> GIVEN PROBLEM
Rewrite every row below as a JSON list of strings, one string per line, with blank lines dropped and the pictures left out.

> GIVEN RECORDS
────────────────────

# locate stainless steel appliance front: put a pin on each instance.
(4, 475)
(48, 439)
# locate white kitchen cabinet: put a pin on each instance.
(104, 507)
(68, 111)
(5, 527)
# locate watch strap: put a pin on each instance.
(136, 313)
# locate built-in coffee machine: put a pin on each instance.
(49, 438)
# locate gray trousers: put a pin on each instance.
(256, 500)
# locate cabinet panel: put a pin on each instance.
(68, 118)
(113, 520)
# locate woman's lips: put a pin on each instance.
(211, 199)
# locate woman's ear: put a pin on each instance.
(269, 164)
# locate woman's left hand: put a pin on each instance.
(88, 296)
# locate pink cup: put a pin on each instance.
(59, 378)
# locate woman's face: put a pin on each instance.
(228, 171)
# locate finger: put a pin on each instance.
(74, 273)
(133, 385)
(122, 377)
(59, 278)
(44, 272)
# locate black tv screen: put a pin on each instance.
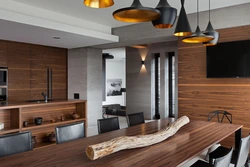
(229, 60)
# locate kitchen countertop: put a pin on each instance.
(10, 105)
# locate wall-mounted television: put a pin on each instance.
(229, 60)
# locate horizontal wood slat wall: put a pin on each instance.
(27, 70)
(199, 95)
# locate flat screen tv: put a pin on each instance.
(229, 60)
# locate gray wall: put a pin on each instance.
(139, 81)
(85, 78)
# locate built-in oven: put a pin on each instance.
(3, 83)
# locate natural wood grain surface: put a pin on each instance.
(3, 54)
(198, 95)
(27, 64)
(187, 143)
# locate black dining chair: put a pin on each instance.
(15, 143)
(218, 162)
(238, 159)
(108, 124)
(135, 119)
(69, 132)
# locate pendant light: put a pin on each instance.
(168, 15)
(182, 28)
(210, 31)
(136, 13)
(197, 36)
(98, 3)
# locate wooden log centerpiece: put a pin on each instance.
(129, 142)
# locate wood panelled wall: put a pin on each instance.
(27, 70)
(199, 95)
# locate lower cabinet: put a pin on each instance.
(22, 118)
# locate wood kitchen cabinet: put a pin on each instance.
(3, 54)
(43, 58)
(18, 62)
(27, 70)
(14, 114)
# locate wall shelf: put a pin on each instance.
(49, 124)
(13, 116)
(8, 130)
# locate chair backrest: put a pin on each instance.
(243, 152)
(224, 161)
(135, 119)
(108, 124)
(69, 132)
(15, 143)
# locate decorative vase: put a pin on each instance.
(75, 116)
(1, 126)
(51, 137)
(34, 141)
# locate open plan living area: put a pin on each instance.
(124, 83)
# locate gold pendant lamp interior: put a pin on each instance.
(197, 36)
(136, 13)
(98, 3)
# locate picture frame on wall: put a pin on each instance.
(114, 87)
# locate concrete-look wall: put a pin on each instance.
(139, 79)
(85, 78)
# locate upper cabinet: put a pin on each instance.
(27, 70)
(43, 58)
(18, 71)
(3, 54)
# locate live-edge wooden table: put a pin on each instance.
(188, 142)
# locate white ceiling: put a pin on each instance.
(38, 21)
(76, 8)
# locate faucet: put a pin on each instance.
(45, 97)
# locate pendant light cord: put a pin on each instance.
(198, 12)
(209, 10)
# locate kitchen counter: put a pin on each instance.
(11, 105)
(15, 116)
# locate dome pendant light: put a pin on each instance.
(168, 15)
(136, 13)
(182, 28)
(197, 36)
(98, 3)
(210, 31)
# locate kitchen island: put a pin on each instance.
(54, 113)
(190, 141)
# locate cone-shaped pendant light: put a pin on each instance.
(136, 13)
(197, 36)
(210, 31)
(182, 28)
(98, 3)
(168, 15)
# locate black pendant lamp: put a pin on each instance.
(168, 15)
(98, 3)
(136, 13)
(197, 36)
(182, 28)
(210, 31)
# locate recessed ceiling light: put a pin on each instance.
(57, 37)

────────────────────

> ANSWER TO THE TASK
[
  "# locate stainless steel appliance front: put a pin on each instance.",
  "(4, 475)",
  "(48, 439)",
  "# locate white kitchen cabinet: put a pin on each instance.",
  "(104, 507)",
  "(68, 111)",
  "(5, 527)",
  "# locate watch strap: put a pin on each instance.",
  "(136, 313)",
  "# locate built-in coffee machine: put a pin on each instance.",
  "(49, 438)",
  "# locate gray trousers: put a pin on each instance.",
  "(256, 500)",
  "# locate cabinet panel: put a pin on each instance.",
  "(68, 118)",
  "(113, 520)",
  "# locate woman's lips: put a pin on each instance.",
  "(211, 199)",
  "# locate woman's ear: put a pin on each instance.",
  "(269, 164)",
  "# locate woman's left hand: put a pin on each instance.",
  "(88, 296)",
  "# locate pink cup: put a pin on each instance.",
  "(59, 378)",
  "# locate woman's face: put a pin on each instance.",
  "(228, 171)",
  "# locate finger: put a pin on each instance.",
  "(74, 273)",
  "(133, 385)",
  "(122, 377)",
  "(59, 278)",
  "(44, 272)",
  "# locate black tv screen: put a pin on each instance.",
  "(229, 60)",
  "# locate kitchen countertop: put a pin on each instance.",
  "(10, 105)",
  "# locate wall-mounted television: put a pin on each instance.",
  "(229, 60)",
  "# locate horizontal wood slat wall: put a pin on each instance.",
  "(27, 70)",
  "(199, 95)",
  "# locate flat screen tv: put a pin on each instance.",
  "(229, 60)",
  "# locate gray wall: put a pin on each instance.",
  "(139, 81)",
  "(85, 78)",
  "# locate built-in oven: put a pin on each instance.",
  "(3, 83)",
  "# locate natural wood grain surface: put a pin on each instance.",
  "(3, 54)",
  "(198, 95)",
  "(27, 64)",
  "(187, 143)",
  "# locate black dining chair: put a pin on each instance.",
  "(15, 143)",
  "(218, 162)",
  "(238, 159)",
  "(108, 124)",
  "(135, 119)",
  "(69, 132)",
  "# locate pendant light: put a pin on each instance.",
  "(168, 15)",
  "(182, 28)",
  "(210, 31)",
  "(136, 13)",
  "(197, 36)",
  "(98, 3)",
  "# locate wooden log centerpiece: put a pin on each instance.",
  "(129, 142)",
  "# locate wood panelled wall: put a pin on each instance.",
  "(27, 70)",
  "(199, 95)",
  "# locate lower cabinet: put a pin on each instance.",
  "(22, 118)",
  "# locate wood kitchen cabinet: put a pin on each instance.",
  "(3, 54)",
  "(43, 58)",
  "(18, 62)",
  "(27, 70)",
  "(14, 114)",
  "# locate wall shelf: put a pin on each instance.",
  "(49, 124)",
  "(13, 116)",
  "(8, 130)",
  "# locate chair backrest: put a pin on each instance.",
  "(243, 152)",
  "(224, 161)",
  "(135, 119)",
  "(108, 124)",
  "(69, 132)",
  "(15, 143)",
  "# locate decorative vase: put a pin on each instance.",
  "(75, 116)",
  "(1, 126)",
  "(51, 137)",
  "(34, 141)",
  "# locate open plan living area: put a pin on each instance.",
  "(124, 83)",
  "# locate gold pendant lamp interior: put a pin on each instance.",
  "(197, 36)",
  "(136, 13)",
  "(98, 3)",
  "# locate picture frame on wall: put a pin on each instance.",
  "(114, 87)",
  "# locate concrete-look wall: put a pin on each instance.",
  "(139, 79)",
  "(85, 78)",
  "# locate upper cabinet: put a pin on each instance.",
  "(27, 70)",
  "(43, 58)",
  "(18, 71)",
  "(3, 54)",
  "# locate live-edge wooden table: put a pin on each instance.",
  "(188, 142)",
  "# locate white ceiling: put a pin on each instance.",
  "(38, 21)",
  "(76, 8)",
  "# locate faucet: put a pin on each instance.",
  "(45, 97)",
  "# locate pendant light cord: put a pin on each instance.",
  "(198, 12)",
  "(209, 10)",
  "# locate kitchen counter: put a pin on each instance.",
  "(11, 105)",
  "(15, 116)",
  "# locate dome pendant light: put a pin on each instance.",
  "(168, 15)",
  "(136, 13)",
  "(182, 28)",
  "(197, 36)",
  "(98, 3)",
  "(210, 31)",
  "# locate kitchen island: put a pin on each instance.",
  "(54, 113)",
  "(190, 141)",
  "# locate cone-shaped pendant light: put a pin on each instance.",
  "(136, 13)",
  "(197, 36)",
  "(210, 31)",
  "(182, 28)",
  "(98, 3)",
  "(168, 15)",
  "# locate black pendant lamp: put a pin on each instance.",
  "(168, 15)",
  "(98, 3)",
  "(136, 13)",
  "(197, 36)",
  "(182, 28)",
  "(210, 31)",
  "# locate recessed ceiling light: put a pin on each instance.",
  "(57, 37)"
]